Work to be completed
Carry on the passage about Serca Pharmaceuticals and its compound 13-M, starting after its final sentence.

Serca Pharmaceuticals, a cardioprotection company that is developing 13-M, a novel first in class treatment for minimising tissue damage that occurs with blood reperfusion post myocardial infarction (MI) and stenting, has presented data on a novel approach to modulate the beta-adrenergic receptor-cAMP protein kinase A (PKA) signalling pathway that modulates the contractility.
The study aimed to find small molecular compounds that disrupt the AKAP18d-PLB protein to protein interaction which is specifically found in heart tissue, as this may protect from ischemia reperfusion injury in the treatment of acute myocardial infarction (heart attack).
13-M is a small NCE shown to have these important protein to protein interaction (PPI) characteristics with the capacity to modulate the SERCA2 Ca2+ pump. Targeting the AKAP18d-PLB interaction in this way, prevents the activation of SERCA2 and the Ca transport out of cytosol – and the contractile force and energy consumption upon adrenergic stress is reduced, without any effect on the patient’s heart rate.

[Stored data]
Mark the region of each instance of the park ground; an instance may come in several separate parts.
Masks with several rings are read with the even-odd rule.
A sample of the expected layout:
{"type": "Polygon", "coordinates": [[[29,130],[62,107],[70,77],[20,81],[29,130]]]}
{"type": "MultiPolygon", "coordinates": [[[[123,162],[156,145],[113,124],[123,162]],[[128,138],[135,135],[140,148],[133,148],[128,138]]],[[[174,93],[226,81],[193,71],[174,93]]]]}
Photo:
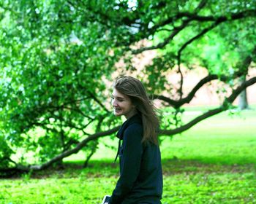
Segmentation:
{"type": "MultiPolygon", "coordinates": [[[[204,110],[189,108],[192,118],[204,110]]],[[[83,154],[50,169],[1,179],[0,203],[100,203],[118,176],[113,164],[117,141],[103,143],[82,168],[83,154]]],[[[212,117],[180,135],[161,138],[164,176],[162,202],[256,203],[256,106],[212,117]]]]}

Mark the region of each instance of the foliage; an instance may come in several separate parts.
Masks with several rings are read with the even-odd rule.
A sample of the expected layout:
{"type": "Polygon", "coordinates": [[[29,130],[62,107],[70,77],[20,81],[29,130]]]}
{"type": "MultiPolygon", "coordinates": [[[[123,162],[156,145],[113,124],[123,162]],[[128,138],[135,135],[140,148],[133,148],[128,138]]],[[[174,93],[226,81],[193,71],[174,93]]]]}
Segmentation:
{"type": "MultiPolygon", "coordinates": [[[[182,133],[182,137],[166,138],[161,145],[162,203],[255,203],[256,131],[252,125],[255,113],[249,111],[233,118],[221,114],[182,133]],[[241,120],[245,121],[241,124],[241,120]],[[218,130],[217,121],[222,125],[218,130]],[[230,128],[232,125],[233,128],[230,128]],[[170,149],[172,154],[167,152],[170,149]],[[178,158],[173,159],[173,155],[178,158]]],[[[113,152],[105,150],[107,153],[100,156],[108,159],[93,160],[89,168],[80,168],[83,161],[69,162],[64,170],[1,180],[0,203],[99,203],[105,195],[111,193],[118,174],[118,164],[113,164],[113,152]]]]}

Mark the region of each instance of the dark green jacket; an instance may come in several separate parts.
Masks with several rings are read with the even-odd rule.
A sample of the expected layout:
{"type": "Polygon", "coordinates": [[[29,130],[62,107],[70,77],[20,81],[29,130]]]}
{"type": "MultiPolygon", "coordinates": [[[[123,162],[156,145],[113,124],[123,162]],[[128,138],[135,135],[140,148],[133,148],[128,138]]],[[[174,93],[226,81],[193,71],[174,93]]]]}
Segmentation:
{"type": "Polygon", "coordinates": [[[140,116],[134,115],[124,122],[117,137],[123,141],[118,151],[120,177],[113,192],[110,204],[161,203],[162,173],[160,150],[155,144],[142,144],[140,116]]]}

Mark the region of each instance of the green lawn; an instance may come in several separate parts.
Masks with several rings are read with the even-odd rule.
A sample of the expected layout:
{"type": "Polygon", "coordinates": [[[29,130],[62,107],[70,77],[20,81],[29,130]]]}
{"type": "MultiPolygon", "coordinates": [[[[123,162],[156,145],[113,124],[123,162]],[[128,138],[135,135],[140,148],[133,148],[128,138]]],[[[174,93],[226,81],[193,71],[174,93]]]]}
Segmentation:
{"type": "MultiPolygon", "coordinates": [[[[200,109],[185,115],[189,119],[200,109]]],[[[81,153],[51,170],[0,182],[0,203],[100,203],[118,179],[116,140],[102,138],[89,168],[81,153]],[[75,162],[75,160],[78,160],[75,162]]],[[[162,138],[162,203],[256,203],[256,111],[225,112],[173,138],[162,138]]]]}

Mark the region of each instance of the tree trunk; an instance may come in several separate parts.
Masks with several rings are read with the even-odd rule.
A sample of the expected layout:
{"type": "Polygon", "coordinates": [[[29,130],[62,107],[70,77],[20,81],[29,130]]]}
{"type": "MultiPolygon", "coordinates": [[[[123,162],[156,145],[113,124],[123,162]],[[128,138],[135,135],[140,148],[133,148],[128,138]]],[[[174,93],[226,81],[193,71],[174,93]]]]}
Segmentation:
{"type": "MultiPolygon", "coordinates": [[[[242,76],[240,83],[242,84],[246,81],[246,76],[242,76]]],[[[238,95],[238,107],[241,110],[248,109],[246,89],[244,90],[238,95]]]]}

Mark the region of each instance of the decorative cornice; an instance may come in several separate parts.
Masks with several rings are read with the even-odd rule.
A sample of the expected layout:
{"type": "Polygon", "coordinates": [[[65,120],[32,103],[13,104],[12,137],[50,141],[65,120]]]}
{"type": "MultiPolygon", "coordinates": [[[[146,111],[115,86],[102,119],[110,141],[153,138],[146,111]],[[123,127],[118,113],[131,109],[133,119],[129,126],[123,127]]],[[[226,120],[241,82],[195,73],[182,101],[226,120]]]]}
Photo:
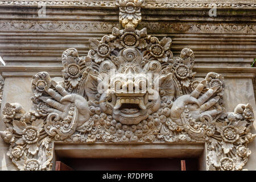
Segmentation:
{"type": "Polygon", "coordinates": [[[3,86],[5,85],[5,80],[0,75],[0,107],[2,105],[2,98],[3,97],[3,86]]]}
{"type": "MultiPolygon", "coordinates": [[[[94,7],[106,7],[110,8],[117,8],[115,1],[1,1],[0,6],[38,6],[43,2],[46,6],[51,7],[80,7],[90,8],[94,7]]],[[[172,8],[186,8],[186,9],[209,9],[212,8],[213,4],[216,4],[219,9],[251,9],[256,7],[255,2],[249,3],[225,3],[225,2],[147,2],[145,4],[145,9],[172,9],[172,8]]]]}
{"type": "MultiPolygon", "coordinates": [[[[148,32],[248,34],[256,32],[256,23],[142,22],[141,25],[146,27],[148,32]]],[[[0,31],[111,32],[114,27],[119,26],[119,23],[113,22],[2,20],[0,22],[0,31]]]]}

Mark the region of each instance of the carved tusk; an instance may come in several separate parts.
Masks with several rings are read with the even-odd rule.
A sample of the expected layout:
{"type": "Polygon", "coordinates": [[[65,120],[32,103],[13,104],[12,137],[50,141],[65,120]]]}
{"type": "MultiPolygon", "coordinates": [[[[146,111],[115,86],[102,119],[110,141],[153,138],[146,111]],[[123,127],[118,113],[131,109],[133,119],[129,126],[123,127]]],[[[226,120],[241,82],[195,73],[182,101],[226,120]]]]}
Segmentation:
{"type": "Polygon", "coordinates": [[[114,107],[114,109],[118,109],[121,107],[122,104],[121,103],[121,101],[119,99],[117,100],[117,103],[115,104],[115,106],[114,107]]]}
{"type": "Polygon", "coordinates": [[[139,101],[139,106],[141,109],[146,109],[146,106],[144,105],[144,102],[142,100],[139,101]]]}

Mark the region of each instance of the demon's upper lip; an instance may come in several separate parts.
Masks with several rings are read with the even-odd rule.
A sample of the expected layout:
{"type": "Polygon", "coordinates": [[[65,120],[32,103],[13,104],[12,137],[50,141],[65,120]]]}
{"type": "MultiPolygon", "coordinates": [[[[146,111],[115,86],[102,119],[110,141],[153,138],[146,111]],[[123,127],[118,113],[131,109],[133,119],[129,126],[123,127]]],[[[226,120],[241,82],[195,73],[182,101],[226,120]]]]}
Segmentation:
{"type": "MultiPolygon", "coordinates": [[[[130,104],[131,105],[138,105],[141,109],[146,109],[146,106],[144,104],[144,97],[137,97],[136,98],[126,97],[117,97],[117,102],[115,105],[114,107],[114,109],[119,109],[122,104],[130,104]]],[[[131,107],[128,107],[129,108],[132,108],[131,107]]],[[[134,107],[134,108],[135,108],[134,107]]]]}
{"type": "Polygon", "coordinates": [[[139,112],[140,108],[136,104],[124,104],[122,105],[119,110],[125,114],[133,114],[139,112]]]}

Reply
MI is one of the leading causes of death and disability worldwide, affecting approximately seven million people each year. Without treatment, 30% of MI patients will go on to develop heart failure. Infarct size is the biggest predictor of post-MI heart failure and supported by over a decade of research in signalling pathways and SERCA2, 13-M has shown a 30% reduction in infarct size in preclinical models; in the clinic >10% infarct reduction is considered meaningful.
Kjetil Hestdal, Chief Executive Officer said: “These studies are an important step forward in the treatment of acute myocardial infarction and its consequences, and our findings presented at the HF 2023 conference, demonstrate that further development of 13-M as a highly promising cardioprotective therapy is warranted. We are excited by the progress we are making towards the development of a breakthrough new treatment for MI patients, that we expect to preserve heart tissue and function, a significant unmet need.”